- Exercise directions
Restate the whole of the data verbatim, omitting nothing.

- Records to process
***
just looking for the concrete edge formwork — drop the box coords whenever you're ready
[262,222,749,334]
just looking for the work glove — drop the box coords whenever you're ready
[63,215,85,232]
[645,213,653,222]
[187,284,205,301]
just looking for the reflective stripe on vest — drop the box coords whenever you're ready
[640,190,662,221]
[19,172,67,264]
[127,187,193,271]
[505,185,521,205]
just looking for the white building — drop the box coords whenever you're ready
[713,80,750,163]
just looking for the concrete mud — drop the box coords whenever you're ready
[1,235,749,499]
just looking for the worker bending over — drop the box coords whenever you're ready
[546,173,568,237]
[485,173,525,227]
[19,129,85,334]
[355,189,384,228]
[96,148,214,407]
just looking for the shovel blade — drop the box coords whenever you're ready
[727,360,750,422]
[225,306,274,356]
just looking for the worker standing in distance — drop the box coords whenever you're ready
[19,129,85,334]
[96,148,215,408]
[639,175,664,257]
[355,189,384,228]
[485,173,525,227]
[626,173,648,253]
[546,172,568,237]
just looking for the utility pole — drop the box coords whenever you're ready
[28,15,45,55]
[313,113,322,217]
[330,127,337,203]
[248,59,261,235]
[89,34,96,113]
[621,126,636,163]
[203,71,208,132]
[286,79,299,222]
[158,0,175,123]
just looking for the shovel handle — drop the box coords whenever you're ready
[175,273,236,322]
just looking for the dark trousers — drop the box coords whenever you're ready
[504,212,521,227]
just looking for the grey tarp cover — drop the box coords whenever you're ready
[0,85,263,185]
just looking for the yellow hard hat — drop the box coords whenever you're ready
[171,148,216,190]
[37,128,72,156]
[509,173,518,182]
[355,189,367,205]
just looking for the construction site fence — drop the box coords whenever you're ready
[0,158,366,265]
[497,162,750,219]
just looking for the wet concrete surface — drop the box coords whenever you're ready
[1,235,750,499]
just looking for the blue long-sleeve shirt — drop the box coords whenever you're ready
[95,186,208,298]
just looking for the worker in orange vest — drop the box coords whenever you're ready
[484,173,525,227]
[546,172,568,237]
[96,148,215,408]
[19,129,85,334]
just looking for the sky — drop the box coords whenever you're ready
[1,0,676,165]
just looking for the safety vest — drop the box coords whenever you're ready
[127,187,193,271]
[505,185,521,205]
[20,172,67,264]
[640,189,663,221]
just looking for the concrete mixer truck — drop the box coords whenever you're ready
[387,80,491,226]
***
- Task solution
just looking for the concrete edge formwork — drop the box coords whenever you're ready
[262,222,749,334]
just looking for the work glove — drop the box coords whenever you're ready
[63,215,85,232]
[645,213,653,222]
[187,284,205,301]
just looking for the reflective stripe on vest — drop the box coords whenever you're ready
[640,190,662,221]
[19,172,67,264]
[127,187,193,271]
[505,185,521,205]
just looking for the white building — drop the box coords whenever you're ready
[713,80,750,163]
just looking for the concrete mud — drop the box coords whenever you're ready
[1,235,749,499]
just looking for the worker bending over — drop the box coords whenever you're ready
[546,173,568,237]
[485,173,525,227]
[19,129,85,334]
[355,189,384,228]
[96,148,214,407]
just looking for the shovel blade — drop the box coords whenever you're ready
[727,360,750,422]
[225,306,274,356]
just looking for the worker standing in distance — drop the box coords whenever you're ready
[19,129,85,334]
[96,148,215,408]
[639,175,664,257]
[355,189,384,228]
[485,173,525,227]
[626,173,648,253]
[546,172,568,237]
just looking for the utility pole — drop the box coords whenever you're ready
[28,15,45,55]
[313,113,322,217]
[330,127,337,203]
[248,59,261,235]
[89,34,96,113]
[621,126,636,163]
[203,71,208,132]
[286,79,299,222]
[158,0,175,123]
just looking for the shovel handle — drop the box coords whenever you're ready
[175,273,236,322]
just looking for the dark trousers — drop the box coords whenever you're ready
[504,212,521,227]
just looking for the grey tarp cover — drop the box coords whenever you're ready
[0,85,263,185]
just looking for the yellow hard hat — drop the box coords whenever you're ready
[171,148,216,190]
[37,128,72,156]
[509,173,518,182]
[355,189,367,205]
just looking for the construction site fence — drop the box coords whenever you're ready
[0,158,366,265]
[497,162,750,219]
just looking for the wet concrete surface — drop the box coords whenever you're ready
[1,235,750,499]
just looking for the blue long-sleeve shirt — drop the box coords whenever you're ready
[95,186,208,298]
just looking for the worker in orange vest — drop the box coords whenever you're ready
[484,173,525,227]
[546,172,568,237]
[96,148,215,408]
[19,129,85,334]
just looking for the sky — drop the box coords whenever you're ready
[1,0,676,165]
just looking for the safety vest — drop the box coords whenever you're ready
[127,187,193,271]
[505,185,521,205]
[20,172,67,264]
[640,189,663,221]
just looking for the concrete mixer truck — drop the box coords whenever you're ready
[387,80,491,226]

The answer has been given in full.